Rewrite the listing below with "Indicate" swapped for "Mark" wherever it occurs, keeping everything else the same. Leave the pictures out.

── Records shown

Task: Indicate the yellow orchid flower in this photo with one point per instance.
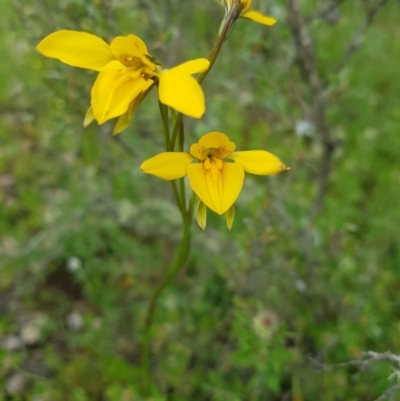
(217, 178)
(242, 7)
(126, 72)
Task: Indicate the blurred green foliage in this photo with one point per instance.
(257, 313)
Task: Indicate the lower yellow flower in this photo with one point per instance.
(242, 10)
(126, 73)
(217, 177)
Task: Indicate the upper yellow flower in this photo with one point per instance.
(217, 178)
(126, 72)
(242, 10)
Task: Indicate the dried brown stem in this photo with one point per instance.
(307, 64)
(356, 40)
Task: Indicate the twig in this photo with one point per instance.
(308, 67)
(356, 40)
(388, 393)
(325, 12)
(367, 358)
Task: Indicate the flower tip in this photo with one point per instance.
(283, 168)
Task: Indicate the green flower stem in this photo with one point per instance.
(212, 59)
(182, 251)
(178, 123)
(230, 19)
(165, 122)
(180, 257)
(178, 198)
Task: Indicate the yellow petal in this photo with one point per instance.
(260, 18)
(217, 188)
(181, 92)
(246, 5)
(259, 162)
(193, 66)
(168, 165)
(114, 65)
(230, 217)
(89, 117)
(79, 49)
(128, 45)
(112, 93)
(201, 215)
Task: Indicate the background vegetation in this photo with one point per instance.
(309, 277)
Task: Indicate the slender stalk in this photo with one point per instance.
(165, 123)
(179, 260)
(182, 251)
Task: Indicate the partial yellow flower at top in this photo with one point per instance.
(126, 72)
(242, 10)
(217, 175)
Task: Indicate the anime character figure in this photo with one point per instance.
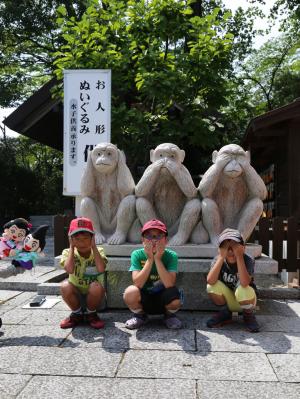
(33, 245)
(14, 234)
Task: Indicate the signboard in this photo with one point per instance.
(87, 111)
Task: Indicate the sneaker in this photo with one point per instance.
(171, 321)
(250, 321)
(137, 321)
(220, 318)
(73, 320)
(94, 320)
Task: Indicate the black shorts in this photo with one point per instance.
(156, 303)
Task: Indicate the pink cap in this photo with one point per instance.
(81, 224)
(154, 224)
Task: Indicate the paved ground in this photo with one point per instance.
(39, 360)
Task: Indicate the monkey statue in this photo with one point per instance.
(167, 192)
(232, 193)
(107, 188)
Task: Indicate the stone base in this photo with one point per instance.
(183, 251)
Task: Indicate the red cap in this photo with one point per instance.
(154, 224)
(81, 224)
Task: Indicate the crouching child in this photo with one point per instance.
(154, 269)
(85, 263)
(230, 282)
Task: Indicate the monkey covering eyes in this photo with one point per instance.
(166, 192)
(232, 193)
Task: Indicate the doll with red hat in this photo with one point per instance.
(14, 234)
(26, 257)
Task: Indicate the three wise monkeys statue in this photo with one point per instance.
(230, 194)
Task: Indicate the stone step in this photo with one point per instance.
(183, 251)
(30, 280)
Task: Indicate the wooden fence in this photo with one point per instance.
(279, 237)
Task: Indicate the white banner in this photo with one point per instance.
(87, 111)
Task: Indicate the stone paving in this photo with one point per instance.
(39, 360)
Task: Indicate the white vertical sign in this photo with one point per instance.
(87, 112)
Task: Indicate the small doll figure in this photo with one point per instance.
(34, 243)
(14, 234)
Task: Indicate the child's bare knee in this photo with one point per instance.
(96, 288)
(174, 305)
(132, 294)
(67, 288)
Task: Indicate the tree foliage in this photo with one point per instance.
(170, 61)
(28, 37)
(31, 181)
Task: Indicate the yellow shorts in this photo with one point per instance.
(233, 298)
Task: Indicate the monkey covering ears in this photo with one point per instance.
(107, 190)
(232, 193)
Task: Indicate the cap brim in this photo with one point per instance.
(236, 239)
(156, 228)
(80, 230)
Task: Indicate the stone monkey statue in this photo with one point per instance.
(166, 191)
(232, 193)
(107, 188)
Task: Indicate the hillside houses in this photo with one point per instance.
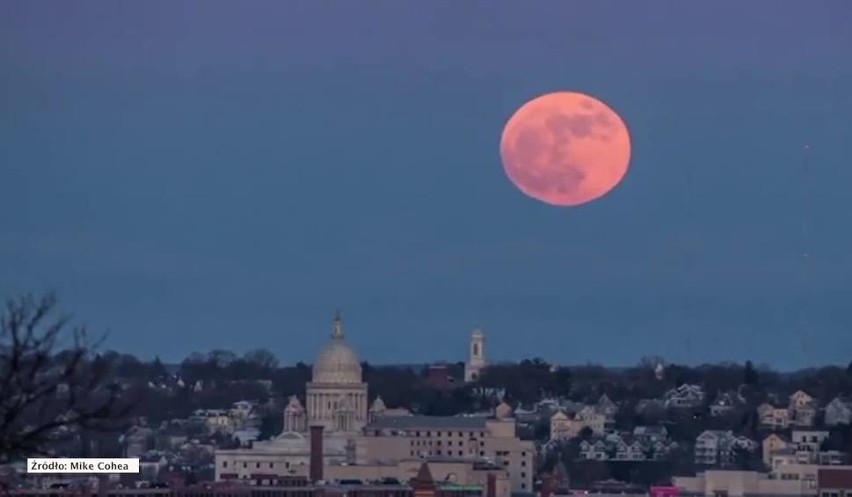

────

■ **The completed task**:
Task: Mark the yellow orchid flower in this photo with one point per instance.
(217, 178)
(242, 7)
(126, 72)
Task: Mark the blurred green foliage in this photo with one point per instance.
(257, 313)
Task: Mark the lower yellow flower in this photo with one point per instance.
(242, 10)
(126, 73)
(217, 177)
Task: Mark the upper yellow flower in this photo with one point per instance.
(217, 178)
(126, 72)
(242, 10)
Task: Mark the dried brown stem in this photo with one point per instance.
(307, 64)
(356, 40)
Task: Mark the twig in this photo with one point per instance.
(308, 67)
(356, 40)
(388, 393)
(325, 12)
(367, 358)
Task: Mark the flower tip in this photo with one point per instance.
(283, 168)
Task: Mark the green flower stem in this photo with one point per instance.
(212, 59)
(182, 251)
(178, 123)
(230, 19)
(165, 122)
(180, 257)
(178, 198)
Task: Mark the yellow petal in this photo with one point per instance.
(260, 18)
(217, 188)
(181, 92)
(246, 5)
(259, 162)
(193, 66)
(168, 165)
(114, 65)
(230, 217)
(89, 117)
(79, 49)
(128, 45)
(112, 93)
(201, 215)
Task: Mark the background vegetation in this photo with one point per instance.
(309, 277)
Task: Mark the slender stalk in this photo with one point per instance.
(165, 123)
(179, 260)
(182, 251)
Task: Mark the partial yellow flower at top in this photo with one point per instance.
(126, 72)
(242, 10)
(217, 175)
Task: Mark the anime character figure in this photo with one point per instance.
(33, 245)
(14, 234)
Task: Mark the signboard in this photo with one point per instance.
(87, 111)
Task: Mark the sneaker in this photo with one point per instance.
(171, 321)
(250, 321)
(137, 321)
(220, 318)
(73, 320)
(94, 320)
Task: Mark the black shorts in this photo with one point per instance.
(156, 303)
Task: Mark the pink cap in this photo with one point per instance.
(81, 224)
(154, 224)
Task: Mark the paved ground in this photo with one point per instance.
(39, 360)
Task: Mark the monkey statue in this photo with one point per instance.
(167, 192)
(232, 193)
(107, 188)
Task: Mark the stone base in this photo with one point per instance.
(183, 251)
Task: Mark the red cap in this photo with one point per instance.
(154, 224)
(81, 224)
Task: Mark the crouching child in this photo with one point per instance.
(154, 269)
(85, 263)
(230, 282)
Task: Mark the monkey covering eyes in this photo with one point per instance.
(166, 192)
(232, 193)
Task: Mark the doll with red hat in this photo with one point per instance.
(14, 234)
(26, 257)
Task: Mark the three wise monkeys statue in this photo with one point per instance.
(230, 194)
Task: Mark the stone step in this photo with one point per instance.
(183, 251)
(30, 280)
Task: Mark the wooden fence in this photo with one point per instance.
(279, 237)
Task: Mark the white banner in this photo with one point per instance.
(87, 111)
Task: Mark the stone paving in this photo with one point per instance.
(39, 360)
Task: Mark the white vertical sign in this photo with one point per instance.
(87, 112)
Task: Mark the small doll figure in this photo with one point per instance.
(34, 243)
(14, 234)
Task: Mark the child's bare knee in this photo with one point per instance.
(96, 288)
(174, 305)
(132, 294)
(67, 288)
Task: Mark the tree foliage in this photo with one point per instance.
(170, 61)
(28, 37)
(31, 181)
Task: Mark the yellow shorts in this photo with one point per instance.
(233, 298)
Task: Mark the monkey covering ears in this photo with one point per instance.
(107, 190)
(232, 193)
Task: Mark the cap brim in this photo with one point per instance.
(236, 239)
(156, 228)
(80, 230)
Task: Mark the stone monkey statue in this photo with one point per instance.
(166, 191)
(232, 193)
(107, 188)
Task: Mark the hillside houses in this photo with one point per instance.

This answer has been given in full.